§ **How to complete this task**
Among the lines below, copy exactly those from the one with "point_to finds the face" through the one with "point_to finds the green leaf", counting both ends.

(Data under study begins)

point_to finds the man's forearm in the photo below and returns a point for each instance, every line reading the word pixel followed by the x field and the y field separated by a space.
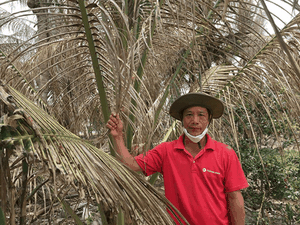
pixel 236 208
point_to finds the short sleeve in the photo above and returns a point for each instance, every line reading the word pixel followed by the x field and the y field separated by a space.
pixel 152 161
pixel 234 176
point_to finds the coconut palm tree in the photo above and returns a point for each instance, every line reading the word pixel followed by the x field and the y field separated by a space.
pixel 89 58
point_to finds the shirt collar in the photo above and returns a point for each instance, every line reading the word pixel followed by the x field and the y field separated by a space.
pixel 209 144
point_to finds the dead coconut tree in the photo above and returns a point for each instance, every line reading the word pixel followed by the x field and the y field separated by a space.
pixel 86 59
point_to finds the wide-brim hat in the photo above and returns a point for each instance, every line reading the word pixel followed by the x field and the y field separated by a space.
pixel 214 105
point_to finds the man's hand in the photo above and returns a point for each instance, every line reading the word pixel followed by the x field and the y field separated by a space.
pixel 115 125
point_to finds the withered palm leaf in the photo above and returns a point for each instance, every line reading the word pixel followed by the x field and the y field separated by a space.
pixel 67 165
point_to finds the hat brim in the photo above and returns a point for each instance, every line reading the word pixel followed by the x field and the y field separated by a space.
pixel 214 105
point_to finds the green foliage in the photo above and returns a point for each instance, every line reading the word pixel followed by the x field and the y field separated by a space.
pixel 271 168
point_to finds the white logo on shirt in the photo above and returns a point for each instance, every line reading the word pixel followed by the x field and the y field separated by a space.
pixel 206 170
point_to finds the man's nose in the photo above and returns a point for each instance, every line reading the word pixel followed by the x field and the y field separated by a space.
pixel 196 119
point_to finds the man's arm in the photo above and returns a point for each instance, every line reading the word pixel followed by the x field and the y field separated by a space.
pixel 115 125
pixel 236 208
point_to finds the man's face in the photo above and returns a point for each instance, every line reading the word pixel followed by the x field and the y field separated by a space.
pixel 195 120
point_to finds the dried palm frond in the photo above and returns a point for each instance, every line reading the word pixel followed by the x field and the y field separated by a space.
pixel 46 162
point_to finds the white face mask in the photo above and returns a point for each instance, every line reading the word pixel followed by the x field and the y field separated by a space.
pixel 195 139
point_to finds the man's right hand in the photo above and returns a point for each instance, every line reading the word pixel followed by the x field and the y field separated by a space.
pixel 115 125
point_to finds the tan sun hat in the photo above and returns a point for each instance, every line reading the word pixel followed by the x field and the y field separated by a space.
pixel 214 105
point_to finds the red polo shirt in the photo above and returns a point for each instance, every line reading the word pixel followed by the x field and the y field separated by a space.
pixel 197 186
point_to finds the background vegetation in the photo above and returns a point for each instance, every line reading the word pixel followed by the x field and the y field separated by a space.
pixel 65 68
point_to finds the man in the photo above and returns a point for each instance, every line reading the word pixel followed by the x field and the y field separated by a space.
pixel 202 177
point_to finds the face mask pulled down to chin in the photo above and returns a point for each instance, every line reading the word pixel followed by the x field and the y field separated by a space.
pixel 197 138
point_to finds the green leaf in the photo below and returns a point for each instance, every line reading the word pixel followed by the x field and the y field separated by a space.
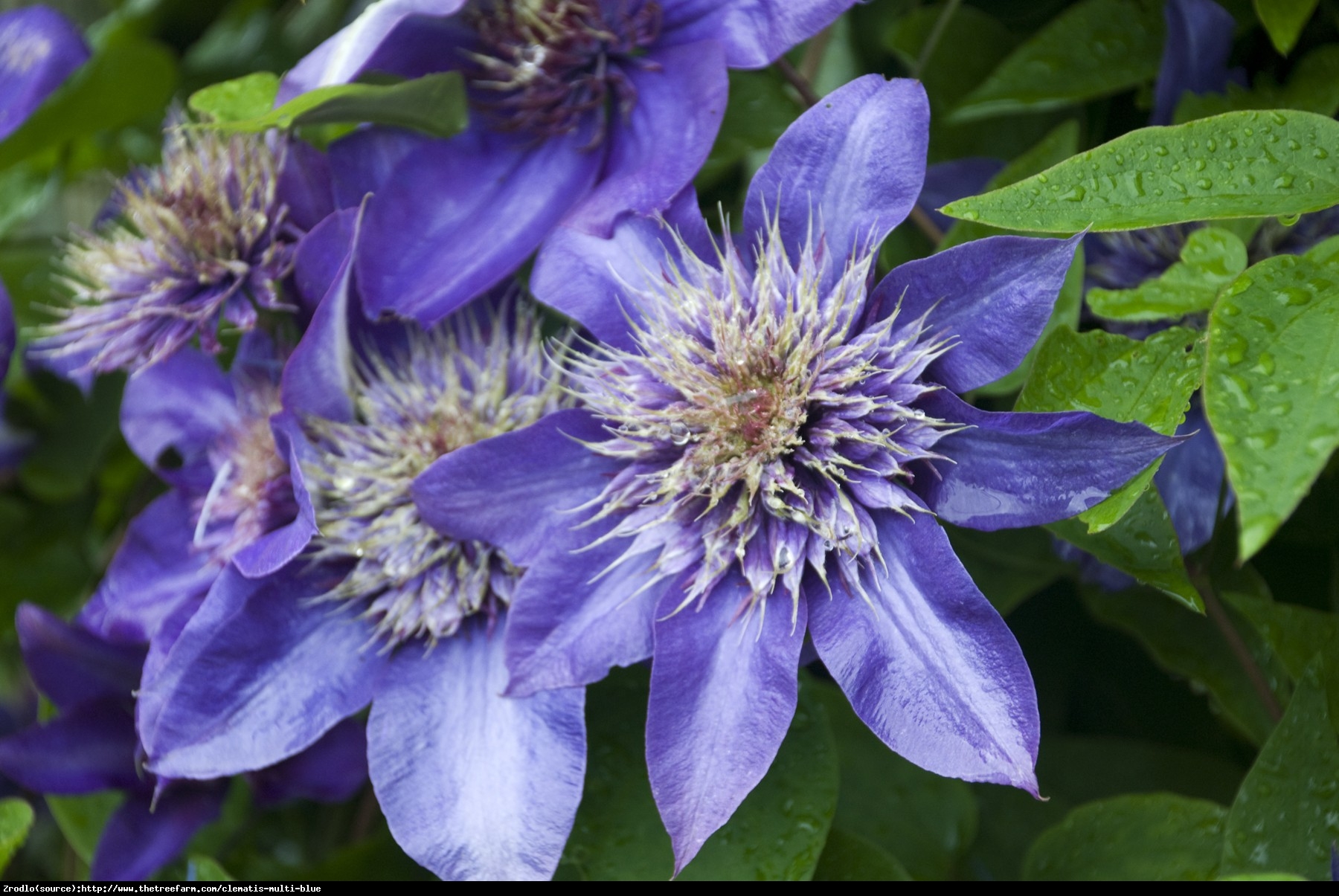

(Data under study ends)
(Data under study begins)

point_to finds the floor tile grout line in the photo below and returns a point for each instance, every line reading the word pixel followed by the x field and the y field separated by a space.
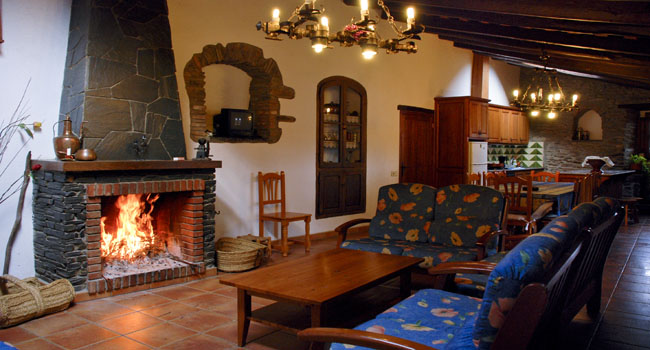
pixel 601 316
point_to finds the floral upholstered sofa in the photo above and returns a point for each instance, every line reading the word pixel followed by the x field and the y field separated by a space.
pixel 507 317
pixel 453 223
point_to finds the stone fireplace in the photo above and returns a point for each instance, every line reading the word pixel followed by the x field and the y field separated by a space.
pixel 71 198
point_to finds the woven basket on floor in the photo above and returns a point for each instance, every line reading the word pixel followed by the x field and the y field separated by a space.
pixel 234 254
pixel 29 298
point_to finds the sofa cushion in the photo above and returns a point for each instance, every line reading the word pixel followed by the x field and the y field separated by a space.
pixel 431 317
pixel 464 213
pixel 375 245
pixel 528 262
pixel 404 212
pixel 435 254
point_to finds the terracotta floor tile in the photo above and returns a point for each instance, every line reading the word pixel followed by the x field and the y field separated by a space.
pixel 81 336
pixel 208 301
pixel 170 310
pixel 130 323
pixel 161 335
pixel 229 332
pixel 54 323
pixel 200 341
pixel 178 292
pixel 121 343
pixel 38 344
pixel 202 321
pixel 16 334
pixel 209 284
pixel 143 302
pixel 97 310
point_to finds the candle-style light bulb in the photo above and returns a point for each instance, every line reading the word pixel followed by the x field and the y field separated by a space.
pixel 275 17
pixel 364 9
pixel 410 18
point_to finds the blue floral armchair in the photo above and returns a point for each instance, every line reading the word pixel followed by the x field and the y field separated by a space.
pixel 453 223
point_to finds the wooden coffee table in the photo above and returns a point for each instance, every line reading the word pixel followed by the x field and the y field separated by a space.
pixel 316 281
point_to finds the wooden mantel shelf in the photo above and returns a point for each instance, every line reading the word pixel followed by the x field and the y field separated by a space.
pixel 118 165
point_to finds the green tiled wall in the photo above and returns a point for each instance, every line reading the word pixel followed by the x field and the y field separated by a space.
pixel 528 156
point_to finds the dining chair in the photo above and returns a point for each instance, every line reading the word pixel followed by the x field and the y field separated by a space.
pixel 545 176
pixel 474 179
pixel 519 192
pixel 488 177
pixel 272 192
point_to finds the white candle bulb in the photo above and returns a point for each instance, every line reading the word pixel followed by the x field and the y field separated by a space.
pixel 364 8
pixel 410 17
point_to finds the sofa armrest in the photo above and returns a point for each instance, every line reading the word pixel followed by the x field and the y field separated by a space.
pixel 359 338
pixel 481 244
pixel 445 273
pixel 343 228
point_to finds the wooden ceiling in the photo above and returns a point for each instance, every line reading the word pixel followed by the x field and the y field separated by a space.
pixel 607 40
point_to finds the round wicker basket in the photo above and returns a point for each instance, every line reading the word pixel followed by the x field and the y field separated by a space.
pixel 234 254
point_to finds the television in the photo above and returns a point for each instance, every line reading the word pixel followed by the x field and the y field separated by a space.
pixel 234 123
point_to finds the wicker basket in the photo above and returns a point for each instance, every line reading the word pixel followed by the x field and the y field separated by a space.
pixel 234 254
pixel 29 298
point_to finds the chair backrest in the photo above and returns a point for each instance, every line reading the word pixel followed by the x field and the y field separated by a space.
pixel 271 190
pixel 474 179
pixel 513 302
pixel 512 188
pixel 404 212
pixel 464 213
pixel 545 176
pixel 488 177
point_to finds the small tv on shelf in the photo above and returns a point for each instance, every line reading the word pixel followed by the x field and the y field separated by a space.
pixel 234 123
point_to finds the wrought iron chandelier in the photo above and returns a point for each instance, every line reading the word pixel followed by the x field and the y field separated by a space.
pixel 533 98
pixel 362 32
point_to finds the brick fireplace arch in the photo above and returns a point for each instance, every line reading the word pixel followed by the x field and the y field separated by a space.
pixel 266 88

(Data under study ends)

§ **Answer space**
point_to finds the face mask pulled down to chin in the photo above and returns a point for each instance, every line reading the word pixel followed by the x field and the y field separated by a space.
pixel 197 138
point_to finds the green leaf in the photo below and returns a point for each instance, every line reading the word pixel followed by the x field and the y field separated by a space.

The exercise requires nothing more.